== Material supplied ==

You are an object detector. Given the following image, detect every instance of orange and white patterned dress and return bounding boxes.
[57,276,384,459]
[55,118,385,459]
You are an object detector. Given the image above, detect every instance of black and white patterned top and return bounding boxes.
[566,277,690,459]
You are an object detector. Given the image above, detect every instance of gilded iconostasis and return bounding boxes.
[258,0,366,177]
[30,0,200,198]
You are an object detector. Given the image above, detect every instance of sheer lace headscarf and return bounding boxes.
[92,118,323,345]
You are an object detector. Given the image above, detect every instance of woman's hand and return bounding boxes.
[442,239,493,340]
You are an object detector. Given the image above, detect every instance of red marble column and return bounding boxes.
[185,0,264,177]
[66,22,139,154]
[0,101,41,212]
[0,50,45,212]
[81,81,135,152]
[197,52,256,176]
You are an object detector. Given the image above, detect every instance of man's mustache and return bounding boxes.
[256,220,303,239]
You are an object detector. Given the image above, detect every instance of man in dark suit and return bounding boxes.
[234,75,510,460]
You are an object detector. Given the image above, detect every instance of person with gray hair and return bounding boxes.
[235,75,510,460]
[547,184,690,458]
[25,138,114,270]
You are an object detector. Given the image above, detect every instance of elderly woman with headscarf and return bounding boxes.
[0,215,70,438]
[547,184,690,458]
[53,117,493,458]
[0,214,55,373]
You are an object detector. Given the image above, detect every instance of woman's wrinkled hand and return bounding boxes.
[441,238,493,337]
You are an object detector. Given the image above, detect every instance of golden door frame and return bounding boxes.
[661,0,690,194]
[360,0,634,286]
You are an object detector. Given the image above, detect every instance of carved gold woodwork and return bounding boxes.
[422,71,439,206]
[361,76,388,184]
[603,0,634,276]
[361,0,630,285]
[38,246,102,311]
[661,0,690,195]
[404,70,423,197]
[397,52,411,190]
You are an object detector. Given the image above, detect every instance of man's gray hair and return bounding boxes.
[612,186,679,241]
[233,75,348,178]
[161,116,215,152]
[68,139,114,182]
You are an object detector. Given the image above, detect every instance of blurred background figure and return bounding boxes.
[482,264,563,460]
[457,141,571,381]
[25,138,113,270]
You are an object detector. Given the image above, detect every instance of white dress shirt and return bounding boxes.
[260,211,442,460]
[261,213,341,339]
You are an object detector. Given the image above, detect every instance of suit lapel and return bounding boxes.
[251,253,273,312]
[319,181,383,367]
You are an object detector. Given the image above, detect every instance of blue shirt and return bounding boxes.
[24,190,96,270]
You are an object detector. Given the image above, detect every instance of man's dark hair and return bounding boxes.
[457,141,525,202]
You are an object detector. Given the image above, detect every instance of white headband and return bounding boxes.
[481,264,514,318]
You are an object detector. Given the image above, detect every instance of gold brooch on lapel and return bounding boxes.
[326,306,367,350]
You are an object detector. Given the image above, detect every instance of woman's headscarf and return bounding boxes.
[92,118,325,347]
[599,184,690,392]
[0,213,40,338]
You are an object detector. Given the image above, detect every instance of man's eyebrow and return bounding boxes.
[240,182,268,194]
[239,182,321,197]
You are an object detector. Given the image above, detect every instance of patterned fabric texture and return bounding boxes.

===

• **Work to complete**: With nothing left out, transcribe the records above exactly.

• **Response area**:
You are an object detector. Given the following image, detect every instance of orange and white patterned dress and return bounding boxes.
[57,276,384,459]
[55,118,385,459]
You are an object detector. Given the image above, detect every instance of black and white patterned top and return bounding boxes.
[566,277,690,459]
You are an object detector. Given the image above, detect every instance of gilded iconostasis and return bounding boxes.
[258,0,366,177]
[30,0,200,198]
You are an object detector. Given the image above, detect every instance of sheer lace headscarf and return bounding boxes.
[92,118,323,345]
You are an object detector. Given the image above, detect every instance of woman's hand and return bounding boxes.
[442,239,493,340]
You are an object detector. Given the image above, detect every instance of red marble column and return bounding boxes.
[185,0,264,177]
[66,22,139,154]
[0,101,41,212]
[0,50,45,212]
[81,81,135,152]
[197,52,256,176]
You are an object detector. Given the image above, detect every instance of man's mustache and return bounding boxes.
[256,220,303,239]
You are an object detector. Given the image above, detect every instance of man in dark suit and return bounding boxes.
[234,75,510,460]
You are an object detector. Given the image above, detect every instance of person with gray hair and return bounding boxes.
[235,75,510,460]
[547,184,690,458]
[25,138,114,270]
You are an object detector. Given the image above, detect every instance of elderly woman with headscarf and return bounding boxes.
[0,215,70,438]
[547,184,690,458]
[53,117,493,458]
[0,214,55,373]
You are an object detector. Given the image above, detect every instance of woman's wrinkled hand and return bounding boxes.
[441,238,493,337]
You are an object detector. Given the image above, detect every instance of golden door frame and return bounding boxes.
[661,0,690,194]
[360,0,634,286]
You are an object detector. Given the image above, detect every instance of carved gold woodwork and return bounding boxes.
[422,71,439,206]
[361,76,388,184]
[603,0,634,276]
[361,0,630,285]
[38,246,102,311]
[661,0,690,195]
[404,70,423,197]
[397,52,411,190]
You are an object detector. Given the image above, detect every instance of man's gray hair and return bounding boxes.
[612,186,679,241]
[233,75,348,178]
[161,116,215,152]
[68,139,114,182]
You are an object detector. Given the image above, detect every instance of blurred background figure and return bounding boxes.
[482,264,563,460]
[457,141,571,381]
[25,138,113,270]
You are an object detector. Given the image above, detect every instance of white dress shirt and return bounding boxes.
[260,211,442,460]
[261,213,341,339]
You are an object detector. Given the image above, detect every instance of suit lapel and return bounding boxes.
[251,253,273,312]
[319,181,383,367]
You are an object detector. Given the image above, detect every instance of blue shirt and return bounding boxes.
[24,190,96,270]
You are an object detector. Given the image above, detect every instance of man's dark hair and return bounding boxes.
[457,141,525,202]
You are an object detector. Given the image above, detect every instance of white headband and return bounding boxes.
[481,264,514,318]
You are an object detector. Given the image above, detect every instance of gold brooch on lapel and return bounding boxes.
[326,306,367,350]
You are an object detector. Given the image above, detect every instance of woman's headscarf and return bounding boxes.
[92,118,325,347]
[599,184,690,392]
[0,213,40,338]
You are an object detector. Given the image above, detect every instance of man's eyebrow and return bounding boxes.
[240,182,268,194]
[239,182,321,197]
You are an object detector. Given the image above, detect every instance of patterned fabric texture and return bounding boxes.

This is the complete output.